Which lines of the material contain the string "ground"? Return each of those lines in full, and treat uppercase and lowercase as distinct.
* * *
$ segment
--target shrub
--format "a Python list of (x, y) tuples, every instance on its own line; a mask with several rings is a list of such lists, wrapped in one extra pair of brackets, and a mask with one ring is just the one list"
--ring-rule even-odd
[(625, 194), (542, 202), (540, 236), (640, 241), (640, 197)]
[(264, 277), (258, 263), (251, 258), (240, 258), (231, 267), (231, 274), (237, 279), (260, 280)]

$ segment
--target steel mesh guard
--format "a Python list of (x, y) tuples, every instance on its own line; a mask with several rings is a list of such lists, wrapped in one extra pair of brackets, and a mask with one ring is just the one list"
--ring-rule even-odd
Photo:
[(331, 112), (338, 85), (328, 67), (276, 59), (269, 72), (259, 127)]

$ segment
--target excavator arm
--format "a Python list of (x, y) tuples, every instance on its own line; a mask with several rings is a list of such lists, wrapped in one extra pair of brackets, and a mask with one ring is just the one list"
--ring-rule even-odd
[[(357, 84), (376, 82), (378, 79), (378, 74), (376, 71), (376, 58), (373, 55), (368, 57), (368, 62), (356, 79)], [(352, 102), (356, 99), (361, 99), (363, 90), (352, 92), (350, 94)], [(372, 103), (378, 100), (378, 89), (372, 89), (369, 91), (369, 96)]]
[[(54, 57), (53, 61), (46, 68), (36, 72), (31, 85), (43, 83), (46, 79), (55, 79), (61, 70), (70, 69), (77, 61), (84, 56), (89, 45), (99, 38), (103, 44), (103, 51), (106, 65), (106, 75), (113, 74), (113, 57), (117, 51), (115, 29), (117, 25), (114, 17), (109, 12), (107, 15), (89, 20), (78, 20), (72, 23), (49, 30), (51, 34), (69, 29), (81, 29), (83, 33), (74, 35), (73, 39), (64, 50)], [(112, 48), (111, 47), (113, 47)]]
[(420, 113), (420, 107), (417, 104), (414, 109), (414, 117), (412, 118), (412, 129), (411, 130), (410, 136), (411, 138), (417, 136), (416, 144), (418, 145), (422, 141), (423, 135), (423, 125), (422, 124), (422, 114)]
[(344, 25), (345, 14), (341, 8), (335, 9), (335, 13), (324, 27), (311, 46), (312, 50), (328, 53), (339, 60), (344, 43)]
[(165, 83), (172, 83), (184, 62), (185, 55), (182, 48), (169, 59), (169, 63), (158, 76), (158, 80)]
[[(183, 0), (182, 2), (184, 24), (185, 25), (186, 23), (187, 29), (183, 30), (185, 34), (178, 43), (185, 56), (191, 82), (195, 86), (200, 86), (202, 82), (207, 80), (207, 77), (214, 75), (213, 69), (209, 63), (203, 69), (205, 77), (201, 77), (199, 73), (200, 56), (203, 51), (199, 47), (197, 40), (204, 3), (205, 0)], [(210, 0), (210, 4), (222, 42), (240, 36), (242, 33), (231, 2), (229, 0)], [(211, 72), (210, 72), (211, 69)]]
* * *
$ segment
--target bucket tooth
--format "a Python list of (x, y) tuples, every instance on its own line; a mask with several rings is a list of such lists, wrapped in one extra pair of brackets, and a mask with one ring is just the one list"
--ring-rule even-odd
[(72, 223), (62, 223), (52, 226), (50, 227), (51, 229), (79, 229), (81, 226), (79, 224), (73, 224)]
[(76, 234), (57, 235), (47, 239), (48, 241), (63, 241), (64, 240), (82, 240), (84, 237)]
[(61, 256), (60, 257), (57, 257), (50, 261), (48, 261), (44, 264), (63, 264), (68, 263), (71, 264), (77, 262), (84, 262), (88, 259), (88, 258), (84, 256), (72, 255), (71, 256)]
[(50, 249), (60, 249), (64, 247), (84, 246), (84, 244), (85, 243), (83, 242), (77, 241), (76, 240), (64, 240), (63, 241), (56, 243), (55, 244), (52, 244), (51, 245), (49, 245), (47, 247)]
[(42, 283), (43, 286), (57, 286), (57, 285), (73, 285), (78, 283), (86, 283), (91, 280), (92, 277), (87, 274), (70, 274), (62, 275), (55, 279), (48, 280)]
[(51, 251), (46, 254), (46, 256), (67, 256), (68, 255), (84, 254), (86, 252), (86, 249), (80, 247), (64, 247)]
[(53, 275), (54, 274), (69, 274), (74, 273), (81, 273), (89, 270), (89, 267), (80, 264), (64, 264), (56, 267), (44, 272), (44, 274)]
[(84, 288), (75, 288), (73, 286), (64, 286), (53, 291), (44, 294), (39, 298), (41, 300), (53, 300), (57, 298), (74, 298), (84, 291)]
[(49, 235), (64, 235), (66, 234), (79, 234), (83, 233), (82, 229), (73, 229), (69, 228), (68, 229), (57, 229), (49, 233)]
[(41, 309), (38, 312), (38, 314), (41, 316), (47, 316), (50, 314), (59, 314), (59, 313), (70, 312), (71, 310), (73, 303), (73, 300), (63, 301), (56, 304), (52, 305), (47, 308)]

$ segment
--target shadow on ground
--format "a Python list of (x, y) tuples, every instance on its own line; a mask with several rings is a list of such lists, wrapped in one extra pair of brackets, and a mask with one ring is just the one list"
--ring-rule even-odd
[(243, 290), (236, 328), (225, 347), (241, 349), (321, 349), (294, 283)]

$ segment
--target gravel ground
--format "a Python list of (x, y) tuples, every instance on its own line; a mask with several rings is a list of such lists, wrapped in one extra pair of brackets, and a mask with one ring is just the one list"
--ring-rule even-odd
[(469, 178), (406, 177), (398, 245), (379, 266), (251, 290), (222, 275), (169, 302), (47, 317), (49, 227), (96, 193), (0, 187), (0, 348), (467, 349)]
* * *
### [PROBLEM SOLUTION]
--target shadow on ground
--target gravel ground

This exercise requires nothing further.